*Goal*: Copy the items from the line containing "of the handshake" through the end of the items, keeping every request as it is and adding -46 to each coordinate in the answers. Leave the sample coordinates in the requests unchanged.

*Entries provided*:
━━━━━━

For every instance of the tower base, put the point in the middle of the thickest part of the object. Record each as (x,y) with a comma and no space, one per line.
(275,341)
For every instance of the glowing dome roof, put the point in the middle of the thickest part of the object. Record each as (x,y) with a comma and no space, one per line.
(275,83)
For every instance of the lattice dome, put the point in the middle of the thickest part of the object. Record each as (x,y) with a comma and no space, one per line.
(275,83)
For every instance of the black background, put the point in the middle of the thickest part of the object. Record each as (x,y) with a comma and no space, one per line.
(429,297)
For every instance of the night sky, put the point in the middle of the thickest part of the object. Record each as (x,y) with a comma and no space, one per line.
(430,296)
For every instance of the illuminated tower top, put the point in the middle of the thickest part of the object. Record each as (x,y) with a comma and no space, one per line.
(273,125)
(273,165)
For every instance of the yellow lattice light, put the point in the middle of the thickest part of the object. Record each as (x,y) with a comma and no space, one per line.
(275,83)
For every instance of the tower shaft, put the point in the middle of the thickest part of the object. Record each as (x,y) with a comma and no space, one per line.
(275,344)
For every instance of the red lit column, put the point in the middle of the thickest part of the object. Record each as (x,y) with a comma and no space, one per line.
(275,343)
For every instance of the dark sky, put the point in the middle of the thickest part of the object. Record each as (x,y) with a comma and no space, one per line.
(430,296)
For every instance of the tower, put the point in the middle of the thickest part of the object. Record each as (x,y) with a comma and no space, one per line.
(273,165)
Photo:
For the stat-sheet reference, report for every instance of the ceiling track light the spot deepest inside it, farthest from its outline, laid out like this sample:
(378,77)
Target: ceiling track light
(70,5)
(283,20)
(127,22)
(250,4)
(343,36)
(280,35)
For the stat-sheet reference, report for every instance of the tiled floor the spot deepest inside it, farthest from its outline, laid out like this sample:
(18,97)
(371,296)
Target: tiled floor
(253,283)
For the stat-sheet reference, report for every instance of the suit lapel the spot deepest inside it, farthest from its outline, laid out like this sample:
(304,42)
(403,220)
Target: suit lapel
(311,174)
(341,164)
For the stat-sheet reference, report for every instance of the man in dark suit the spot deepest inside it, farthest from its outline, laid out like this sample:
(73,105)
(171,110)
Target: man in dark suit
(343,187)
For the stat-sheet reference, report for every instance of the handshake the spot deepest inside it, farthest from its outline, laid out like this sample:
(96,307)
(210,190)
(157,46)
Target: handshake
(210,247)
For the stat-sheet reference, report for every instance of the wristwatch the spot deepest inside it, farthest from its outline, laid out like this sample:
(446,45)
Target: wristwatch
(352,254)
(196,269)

━━━━━━

*Final result*:
For the stat-sheet reference, report for every instance of the handshake the spot deepest inside it, farthest from its outline, laid out like this sample:
(96,307)
(210,190)
(157,46)
Target: handshake
(164,201)
For the stat-sheet reference, report for every instance of the wristwatch the spot deepest inside it, farthest from its outline, laid out like this sample:
(446,45)
Target: wristwatch
(306,208)
(150,223)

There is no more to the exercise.